Go through the entries below and copy each line containing the word "carries".
---
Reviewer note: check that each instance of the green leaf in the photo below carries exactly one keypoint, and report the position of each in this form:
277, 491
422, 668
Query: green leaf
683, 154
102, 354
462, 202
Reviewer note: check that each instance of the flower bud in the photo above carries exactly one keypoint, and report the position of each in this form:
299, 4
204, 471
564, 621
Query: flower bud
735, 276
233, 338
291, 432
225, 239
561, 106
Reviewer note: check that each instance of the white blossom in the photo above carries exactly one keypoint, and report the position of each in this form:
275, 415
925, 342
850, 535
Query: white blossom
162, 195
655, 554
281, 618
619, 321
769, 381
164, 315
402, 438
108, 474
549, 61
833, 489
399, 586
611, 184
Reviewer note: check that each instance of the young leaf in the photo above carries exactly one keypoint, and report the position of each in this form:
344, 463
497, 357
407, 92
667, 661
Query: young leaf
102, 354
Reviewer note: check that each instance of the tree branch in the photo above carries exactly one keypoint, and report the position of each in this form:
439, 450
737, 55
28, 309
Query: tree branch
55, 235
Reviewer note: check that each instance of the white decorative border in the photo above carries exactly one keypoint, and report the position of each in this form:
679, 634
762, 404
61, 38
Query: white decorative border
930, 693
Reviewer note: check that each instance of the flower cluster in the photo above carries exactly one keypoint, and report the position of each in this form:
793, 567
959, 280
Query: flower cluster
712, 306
---
**Task answer**
Reviewer note: check that each instance of the green leaf in the photo below carries exactly one keypoint, and report the position of each in this form:
Reviewer note: check that each instance of the flower bud in the photo above carries exactly one keypoint, and report the position of each in this form:
Reviewer note: check that each instance of the white blossom in the photo above carries exactly one keypoint, and report the position of each in this form:
Reviewer note: check that each instance of the young leaf in the photo above carries exactly one keypoint, and report the position of each in this form:
Reviewer note: check that each instance of the tree branch in the photo above carries exactly one keypoint, and report the position of each in this form:
Reviewer note: check that each instance of the white decorative border in the photo above carries exactly one keypoint, and report the position of each in this form:
Reviewer note: check that each instance of the flower cluster in the photo above carries exactly one keypoint, and report the position of each in this form:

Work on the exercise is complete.